#### [WORK REQUEST]
Reproduce the entries shown below only from the line with "Target: tufted sofa back" down to the line with "Target: floating white shelf", keeping both end lines and copying each one exactly.

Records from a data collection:
——————
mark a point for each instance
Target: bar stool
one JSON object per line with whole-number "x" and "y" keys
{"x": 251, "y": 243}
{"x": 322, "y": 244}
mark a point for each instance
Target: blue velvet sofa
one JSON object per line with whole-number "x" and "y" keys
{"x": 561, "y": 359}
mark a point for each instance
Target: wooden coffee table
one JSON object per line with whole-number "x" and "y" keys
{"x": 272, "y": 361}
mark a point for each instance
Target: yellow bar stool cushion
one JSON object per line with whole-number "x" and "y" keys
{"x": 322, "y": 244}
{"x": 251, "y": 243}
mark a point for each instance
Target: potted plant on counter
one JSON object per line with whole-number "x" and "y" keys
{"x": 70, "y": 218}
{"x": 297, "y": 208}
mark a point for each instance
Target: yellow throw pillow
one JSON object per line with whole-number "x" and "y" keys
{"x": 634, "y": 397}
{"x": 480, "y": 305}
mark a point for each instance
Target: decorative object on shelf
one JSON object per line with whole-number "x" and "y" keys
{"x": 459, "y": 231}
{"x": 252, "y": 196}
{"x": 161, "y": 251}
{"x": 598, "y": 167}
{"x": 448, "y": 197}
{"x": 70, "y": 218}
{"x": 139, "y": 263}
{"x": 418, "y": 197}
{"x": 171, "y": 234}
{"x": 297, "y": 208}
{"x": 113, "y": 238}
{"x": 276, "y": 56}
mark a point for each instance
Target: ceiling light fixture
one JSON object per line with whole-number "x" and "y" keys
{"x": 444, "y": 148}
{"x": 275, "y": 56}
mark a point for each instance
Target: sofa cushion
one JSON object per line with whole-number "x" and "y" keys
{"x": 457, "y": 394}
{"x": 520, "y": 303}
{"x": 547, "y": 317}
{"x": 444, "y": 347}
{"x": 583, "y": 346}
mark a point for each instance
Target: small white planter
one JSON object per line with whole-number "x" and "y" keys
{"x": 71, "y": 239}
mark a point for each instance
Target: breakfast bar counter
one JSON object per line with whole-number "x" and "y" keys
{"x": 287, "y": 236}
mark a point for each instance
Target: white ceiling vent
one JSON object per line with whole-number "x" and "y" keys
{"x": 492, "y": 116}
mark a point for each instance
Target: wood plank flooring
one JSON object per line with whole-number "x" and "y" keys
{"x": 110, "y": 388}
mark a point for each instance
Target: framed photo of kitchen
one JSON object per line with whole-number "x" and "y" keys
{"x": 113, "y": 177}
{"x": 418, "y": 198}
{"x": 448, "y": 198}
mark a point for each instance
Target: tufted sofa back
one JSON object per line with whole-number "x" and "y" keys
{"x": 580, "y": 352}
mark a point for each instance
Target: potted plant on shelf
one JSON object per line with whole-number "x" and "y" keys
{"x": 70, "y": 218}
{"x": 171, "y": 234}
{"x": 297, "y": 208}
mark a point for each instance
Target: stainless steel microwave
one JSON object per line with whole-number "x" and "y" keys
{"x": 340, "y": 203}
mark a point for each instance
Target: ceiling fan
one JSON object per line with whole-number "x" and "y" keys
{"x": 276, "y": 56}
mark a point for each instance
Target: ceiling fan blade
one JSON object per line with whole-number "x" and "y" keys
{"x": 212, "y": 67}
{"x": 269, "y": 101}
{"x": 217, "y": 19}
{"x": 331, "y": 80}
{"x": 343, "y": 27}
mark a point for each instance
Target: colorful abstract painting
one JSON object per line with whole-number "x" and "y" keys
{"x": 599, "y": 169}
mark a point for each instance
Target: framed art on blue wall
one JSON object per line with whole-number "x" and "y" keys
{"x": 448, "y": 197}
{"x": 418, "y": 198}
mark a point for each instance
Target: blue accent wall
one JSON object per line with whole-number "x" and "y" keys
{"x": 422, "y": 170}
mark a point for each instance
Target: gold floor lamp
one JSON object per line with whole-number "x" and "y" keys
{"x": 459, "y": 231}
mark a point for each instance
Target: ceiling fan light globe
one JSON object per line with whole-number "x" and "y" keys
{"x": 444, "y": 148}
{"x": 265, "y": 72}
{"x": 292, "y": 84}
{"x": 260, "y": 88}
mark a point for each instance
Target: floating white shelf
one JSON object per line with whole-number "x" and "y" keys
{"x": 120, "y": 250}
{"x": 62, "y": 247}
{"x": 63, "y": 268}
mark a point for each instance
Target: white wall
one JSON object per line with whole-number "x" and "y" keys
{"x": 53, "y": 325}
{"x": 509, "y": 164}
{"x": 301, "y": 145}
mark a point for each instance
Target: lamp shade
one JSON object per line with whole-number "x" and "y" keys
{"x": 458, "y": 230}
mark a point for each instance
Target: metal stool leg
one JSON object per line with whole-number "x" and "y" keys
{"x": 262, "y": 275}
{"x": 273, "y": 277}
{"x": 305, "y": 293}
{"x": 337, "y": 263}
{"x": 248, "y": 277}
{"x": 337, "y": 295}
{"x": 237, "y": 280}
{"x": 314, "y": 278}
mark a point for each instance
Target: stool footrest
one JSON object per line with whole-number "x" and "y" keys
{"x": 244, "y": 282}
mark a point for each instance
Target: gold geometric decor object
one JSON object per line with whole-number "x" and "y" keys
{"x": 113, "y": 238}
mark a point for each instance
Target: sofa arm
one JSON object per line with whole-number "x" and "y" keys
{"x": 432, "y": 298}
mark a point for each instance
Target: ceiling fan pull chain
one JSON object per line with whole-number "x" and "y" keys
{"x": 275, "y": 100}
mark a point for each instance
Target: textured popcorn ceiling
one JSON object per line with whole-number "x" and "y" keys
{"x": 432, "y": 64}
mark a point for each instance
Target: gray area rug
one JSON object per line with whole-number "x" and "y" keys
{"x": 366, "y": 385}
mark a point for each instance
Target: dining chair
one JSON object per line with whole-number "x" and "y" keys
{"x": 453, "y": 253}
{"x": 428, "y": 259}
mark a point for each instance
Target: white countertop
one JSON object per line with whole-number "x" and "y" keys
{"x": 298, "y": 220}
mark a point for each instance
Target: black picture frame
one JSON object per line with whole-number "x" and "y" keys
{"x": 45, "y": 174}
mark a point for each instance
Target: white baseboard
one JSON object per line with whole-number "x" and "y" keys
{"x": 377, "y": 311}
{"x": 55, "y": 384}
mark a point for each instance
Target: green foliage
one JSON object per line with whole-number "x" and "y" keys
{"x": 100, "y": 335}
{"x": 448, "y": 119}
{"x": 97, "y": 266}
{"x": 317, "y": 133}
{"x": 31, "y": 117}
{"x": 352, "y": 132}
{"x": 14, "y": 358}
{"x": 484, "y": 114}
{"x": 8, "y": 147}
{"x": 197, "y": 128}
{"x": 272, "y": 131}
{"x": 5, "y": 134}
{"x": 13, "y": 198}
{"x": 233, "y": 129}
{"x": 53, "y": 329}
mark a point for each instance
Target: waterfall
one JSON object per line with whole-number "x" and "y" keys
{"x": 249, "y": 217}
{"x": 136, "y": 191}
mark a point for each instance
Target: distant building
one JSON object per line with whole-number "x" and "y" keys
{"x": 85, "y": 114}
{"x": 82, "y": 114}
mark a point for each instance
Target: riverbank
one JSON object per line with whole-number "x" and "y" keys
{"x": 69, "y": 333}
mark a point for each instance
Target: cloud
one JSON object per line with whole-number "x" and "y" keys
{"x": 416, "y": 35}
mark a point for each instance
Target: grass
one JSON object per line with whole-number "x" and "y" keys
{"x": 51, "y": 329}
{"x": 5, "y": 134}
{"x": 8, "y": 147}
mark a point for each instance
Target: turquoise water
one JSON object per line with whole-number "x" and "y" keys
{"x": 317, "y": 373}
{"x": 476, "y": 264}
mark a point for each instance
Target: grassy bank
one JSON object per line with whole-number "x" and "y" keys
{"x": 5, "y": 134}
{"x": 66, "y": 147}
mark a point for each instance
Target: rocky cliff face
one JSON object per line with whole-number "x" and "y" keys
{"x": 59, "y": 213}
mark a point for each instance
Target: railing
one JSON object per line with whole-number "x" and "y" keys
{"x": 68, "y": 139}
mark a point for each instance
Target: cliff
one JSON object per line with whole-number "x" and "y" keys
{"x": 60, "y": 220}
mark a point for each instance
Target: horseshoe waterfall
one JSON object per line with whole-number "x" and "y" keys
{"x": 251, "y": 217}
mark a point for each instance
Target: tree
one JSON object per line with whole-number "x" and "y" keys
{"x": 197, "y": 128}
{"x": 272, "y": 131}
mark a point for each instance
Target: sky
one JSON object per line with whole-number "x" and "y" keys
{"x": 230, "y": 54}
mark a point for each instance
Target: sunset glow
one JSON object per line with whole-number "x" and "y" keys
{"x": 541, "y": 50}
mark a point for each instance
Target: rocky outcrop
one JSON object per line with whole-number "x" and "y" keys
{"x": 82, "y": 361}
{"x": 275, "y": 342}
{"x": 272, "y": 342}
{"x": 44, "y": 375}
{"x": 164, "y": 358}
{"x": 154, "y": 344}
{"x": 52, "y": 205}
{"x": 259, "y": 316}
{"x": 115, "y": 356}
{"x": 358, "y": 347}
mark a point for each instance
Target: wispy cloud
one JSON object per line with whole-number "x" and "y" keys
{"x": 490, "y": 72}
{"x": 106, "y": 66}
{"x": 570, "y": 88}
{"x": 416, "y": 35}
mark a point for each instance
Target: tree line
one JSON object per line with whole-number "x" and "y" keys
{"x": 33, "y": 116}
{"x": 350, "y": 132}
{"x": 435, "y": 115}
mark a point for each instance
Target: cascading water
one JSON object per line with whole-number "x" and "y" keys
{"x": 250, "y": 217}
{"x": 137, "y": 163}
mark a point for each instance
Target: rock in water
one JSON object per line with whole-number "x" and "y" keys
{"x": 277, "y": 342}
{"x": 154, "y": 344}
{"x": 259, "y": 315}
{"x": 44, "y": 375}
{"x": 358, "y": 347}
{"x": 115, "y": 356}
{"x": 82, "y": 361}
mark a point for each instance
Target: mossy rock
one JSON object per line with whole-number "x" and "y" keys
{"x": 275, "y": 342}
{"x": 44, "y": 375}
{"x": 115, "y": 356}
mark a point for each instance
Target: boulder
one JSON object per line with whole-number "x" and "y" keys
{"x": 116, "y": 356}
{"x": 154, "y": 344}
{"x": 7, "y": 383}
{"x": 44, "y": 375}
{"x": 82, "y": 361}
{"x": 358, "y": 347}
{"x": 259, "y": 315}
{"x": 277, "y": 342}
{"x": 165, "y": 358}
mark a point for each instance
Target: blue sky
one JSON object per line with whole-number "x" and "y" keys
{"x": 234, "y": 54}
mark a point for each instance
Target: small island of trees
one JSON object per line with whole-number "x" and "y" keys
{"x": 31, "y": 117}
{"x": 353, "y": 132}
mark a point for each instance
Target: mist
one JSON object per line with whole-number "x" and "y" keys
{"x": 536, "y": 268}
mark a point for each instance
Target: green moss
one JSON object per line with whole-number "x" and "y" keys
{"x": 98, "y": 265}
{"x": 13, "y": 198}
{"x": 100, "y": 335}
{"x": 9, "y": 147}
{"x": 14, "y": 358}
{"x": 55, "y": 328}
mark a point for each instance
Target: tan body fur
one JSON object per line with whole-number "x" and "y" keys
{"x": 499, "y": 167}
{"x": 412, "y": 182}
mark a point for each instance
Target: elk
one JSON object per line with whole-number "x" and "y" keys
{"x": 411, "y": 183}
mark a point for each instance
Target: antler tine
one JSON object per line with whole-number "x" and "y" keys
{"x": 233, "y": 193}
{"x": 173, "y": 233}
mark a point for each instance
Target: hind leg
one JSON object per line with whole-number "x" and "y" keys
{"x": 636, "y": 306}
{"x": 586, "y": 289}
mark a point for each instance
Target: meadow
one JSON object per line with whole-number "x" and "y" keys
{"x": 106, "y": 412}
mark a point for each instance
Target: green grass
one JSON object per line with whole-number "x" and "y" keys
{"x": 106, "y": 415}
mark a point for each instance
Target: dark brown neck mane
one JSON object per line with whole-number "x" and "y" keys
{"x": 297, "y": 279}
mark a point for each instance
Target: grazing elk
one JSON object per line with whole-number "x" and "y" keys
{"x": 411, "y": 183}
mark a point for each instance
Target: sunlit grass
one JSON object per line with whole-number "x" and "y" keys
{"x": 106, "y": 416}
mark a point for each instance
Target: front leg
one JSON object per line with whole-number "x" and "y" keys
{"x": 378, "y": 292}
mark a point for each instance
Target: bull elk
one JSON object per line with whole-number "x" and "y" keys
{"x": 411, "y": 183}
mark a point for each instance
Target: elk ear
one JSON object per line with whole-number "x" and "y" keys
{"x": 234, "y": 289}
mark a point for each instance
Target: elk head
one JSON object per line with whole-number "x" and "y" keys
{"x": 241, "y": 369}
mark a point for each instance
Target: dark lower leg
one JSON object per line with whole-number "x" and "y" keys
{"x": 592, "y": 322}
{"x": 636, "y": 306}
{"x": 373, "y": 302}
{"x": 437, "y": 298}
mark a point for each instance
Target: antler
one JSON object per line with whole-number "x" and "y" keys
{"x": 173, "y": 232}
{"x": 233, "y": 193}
——————
#### [SOLUTION]
Target: tufted sofa back
one JSON object per line with whole-number "x" and "y" keys
{"x": 580, "y": 352}
mark a point for each instance
Target: potted plant on shelf
one JSON object per line with whole-number "x" and "y" keys
{"x": 70, "y": 218}
{"x": 171, "y": 234}
{"x": 297, "y": 208}
mark a point for each instance
Target: stainless steel microwave
one JSON object per line with whole-number "x" and "y" keys
{"x": 340, "y": 203}
mark a point for each instance
Target: ceiling fan
one JSON object per line with whole-number "x" and "y" keys
{"x": 276, "y": 56}
mark a point for each instance
Target: ceiling fan blade
one JSON object per line with whole-number "x" and "y" keys
{"x": 212, "y": 67}
{"x": 269, "y": 101}
{"x": 217, "y": 19}
{"x": 331, "y": 80}
{"x": 343, "y": 27}
mark a point for each instance
Target: colorful abstract painting
one JSON object per line with whole-number "x" and "y" keys
{"x": 599, "y": 169}
mark a point for each instance
Target: framed art on blue wall
one JSON object per line with whole-number "x" and "y" keys
{"x": 448, "y": 197}
{"x": 418, "y": 198}
mark a point for each instance
Target: blue accent wall
one JSON object per line with whole-number "x" and "y" keys
{"x": 422, "y": 170}
mark a point for each instance
Target: gold floor lamp
one JSON object per line with whole-number "x" and "y" keys
{"x": 459, "y": 231}
mark a point for each instance
Target: ceiling fan light globe
one JSON object per line with whole-number "x" and "y" keys
{"x": 444, "y": 148}
{"x": 265, "y": 72}
{"x": 292, "y": 84}
{"x": 260, "y": 88}
mark a point for each instance
Target: floating white shelf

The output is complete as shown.